§ THE TASK:
Reproduce each of the following items verbatim, omitting the pictures from your answer.

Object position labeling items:
• • •
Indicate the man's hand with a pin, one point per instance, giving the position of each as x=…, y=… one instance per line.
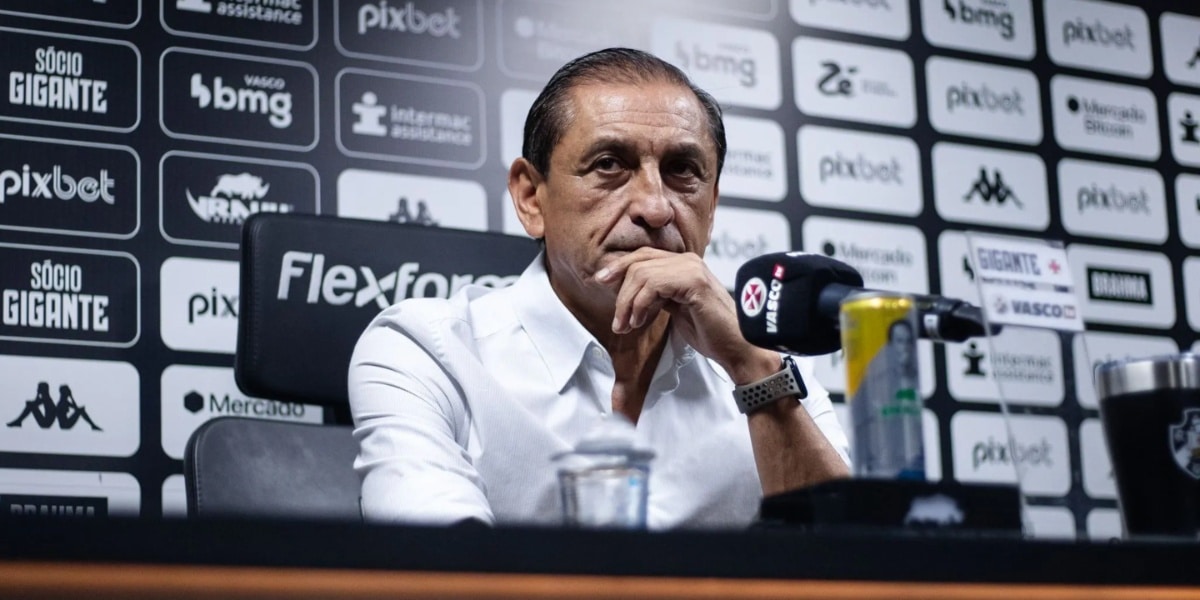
x=702, y=311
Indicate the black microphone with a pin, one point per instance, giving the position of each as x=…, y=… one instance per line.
x=790, y=301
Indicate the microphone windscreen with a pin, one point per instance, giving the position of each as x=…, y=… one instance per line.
x=778, y=301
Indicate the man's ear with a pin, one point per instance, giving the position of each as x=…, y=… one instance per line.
x=525, y=183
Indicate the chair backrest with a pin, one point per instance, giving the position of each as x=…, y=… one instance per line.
x=311, y=283
x=238, y=467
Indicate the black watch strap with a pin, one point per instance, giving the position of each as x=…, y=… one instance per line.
x=787, y=382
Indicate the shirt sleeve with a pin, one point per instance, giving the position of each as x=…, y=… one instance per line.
x=413, y=432
x=820, y=407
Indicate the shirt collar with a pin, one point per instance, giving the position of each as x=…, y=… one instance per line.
x=562, y=340
x=557, y=335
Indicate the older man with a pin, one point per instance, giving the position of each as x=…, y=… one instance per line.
x=460, y=403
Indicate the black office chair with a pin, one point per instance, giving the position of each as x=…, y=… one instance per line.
x=310, y=285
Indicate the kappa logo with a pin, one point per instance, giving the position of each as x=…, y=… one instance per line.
x=341, y=285
x=234, y=198
x=46, y=413
x=251, y=99
x=1119, y=286
x=1185, y=438
x=993, y=191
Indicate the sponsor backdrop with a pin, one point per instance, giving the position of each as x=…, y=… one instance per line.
x=138, y=135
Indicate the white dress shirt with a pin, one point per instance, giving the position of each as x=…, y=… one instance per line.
x=459, y=406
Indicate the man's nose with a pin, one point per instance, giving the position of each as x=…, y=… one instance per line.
x=652, y=204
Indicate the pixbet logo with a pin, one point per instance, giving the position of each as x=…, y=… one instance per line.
x=862, y=168
x=981, y=15
x=213, y=305
x=55, y=184
x=964, y=96
x=252, y=99
x=1113, y=199
x=991, y=451
x=1097, y=34
x=743, y=69
x=409, y=19
x=340, y=285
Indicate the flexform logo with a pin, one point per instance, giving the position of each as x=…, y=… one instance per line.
x=243, y=100
x=987, y=101
x=877, y=18
x=737, y=65
x=859, y=83
x=1099, y=36
x=277, y=23
x=69, y=187
x=69, y=406
x=859, y=171
x=432, y=33
x=1113, y=201
x=71, y=81
x=1104, y=118
x=306, y=275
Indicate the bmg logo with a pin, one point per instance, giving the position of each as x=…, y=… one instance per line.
x=743, y=69
x=252, y=99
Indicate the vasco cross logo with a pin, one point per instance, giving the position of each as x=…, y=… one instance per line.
x=66, y=412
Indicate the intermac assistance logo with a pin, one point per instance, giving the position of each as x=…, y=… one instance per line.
x=276, y=23
x=411, y=119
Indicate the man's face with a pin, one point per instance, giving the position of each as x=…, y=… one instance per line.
x=635, y=167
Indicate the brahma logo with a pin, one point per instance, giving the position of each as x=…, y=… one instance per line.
x=1125, y=287
x=1098, y=36
x=858, y=83
x=1104, y=118
x=985, y=101
x=737, y=65
x=876, y=18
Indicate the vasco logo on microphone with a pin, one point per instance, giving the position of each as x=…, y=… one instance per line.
x=241, y=100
• • •
§ COMPLETED TASK:
Indicate the man's hand with a pin, one point per instance, giving the position of each as x=…, y=… one instance per line.
x=702, y=311
Indicate the black microphone with a pin, one point per instance, giving the position of each as x=…, y=… one instance per line.
x=790, y=301
Indicate the microphone windscreen with a pin, one point per instance, giving the position of each as x=…, y=… one instance per line.
x=778, y=301
Indicate the man's ear with a pin, one point per instance, giving the position of each as x=…, y=… one instance per line.
x=525, y=183
Indicate the chair backrest with a pin, one point per instance, giving the position of each as x=…, y=… one instance per line.
x=311, y=283
x=238, y=467
Indicate the black watch strap with a pin, one point per instance, giving the position of each as x=…, y=… one instance per line.
x=787, y=382
Indicate the shirt sleeve with a pin, one point per instance, giving the position of each as x=…, y=… one instance per line.
x=413, y=432
x=820, y=407
Indicate the shirt collar with a pin, one point per instance, giving the position of each as x=…, y=… one instance per line.
x=562, y=340
x=557, y=335
Indicate the older man with a pin, one point per instance, giving the position of each as x=…, y=… one instance per line.
x=460, y=403
Indicate the black office chair with a pin, one point per instance, giving the position of each as x=…, y=… one instance per line.
x=310, y=285
Indicate the kappa logo with a pin, one point per instance, giving the position of each as x=…, y=… one instance per line.
x=341, y=285
x=234, y=198
x=46, y=413
x=251, y=99
x=1119, y=286
x=1185, y=438
x=993, y=191
Indicate the sponsor backdrop with a pin, one point per instance, giving the position of each as x=…, y=… one instance per line.
x=138, y=135
Indicate the white dress shirt with a pin, one point per instance, giving the position of each as x=…, y=… one instance per line.
x=459, y=406
Indicate the man's nose with a pin, one point per instance, giving the position of each as x=…, y=… one instance per line.
x=652, y=204
Indicate the pixbet logo with a pin, one point per instance, giving the position of each as x=…, y=… one instance per line.
x=862, y=168
x=981, y=15
x=213, y=305
x=55, y=184
x=964, y=96
x=252, y=99
x=1113, y=199
x=991, y=451
x=1097, y=34
x=743, y=69
x=409, y=19
x=340, y=285
Indicate the flexform logo with a pin, one point per instance, giving the position of each as x=…, y=… one instance per line.
x=243, y=100
x=987, y=101
x=877, y=18
x=737, y=65
x=859, y=83
x=1099, y=36
x=277, y=23
x=69, y=187
x=69, y=406
x=859, y=171
x=432, y=33
x=1113, y=201
x=71, y=81
x=1104, y=118
x=306, y=275
Indicate the bmg logo with a pin, one point per instance, giving the position of each as x=…, y=… one instance per line.
x=743, y=69
x=252, y=99
Indicate the vasco cross logo with a pin, one point per instance, giving the position of each as x=…, y=… one instance per line.
x=66, y=412
Indicate the intermac assistance logo with a pin, one point per instance, giving the position of each as x=…, y=… one instance per line.
x=276, y=23
x=411, y=119
Indicate the man's face with a pin, one point per instance, giving the position of each as x=…, y=… one instance per line.
x=635, y=167
Indicate the brahma logo with a pin, one point per instance, giving the position of each as x=…, y=… one instance per line.
x=1125, y=287
x=1098, y=36
x=858, y=83
x=1104, y=118
x=985, y=101
x=737, y=65
x=876, y=18
Indicate the vasco logo on microphone with a pin, one point per instance, giving the position of each as x=…, y=… one instance per line.
x=241, y=100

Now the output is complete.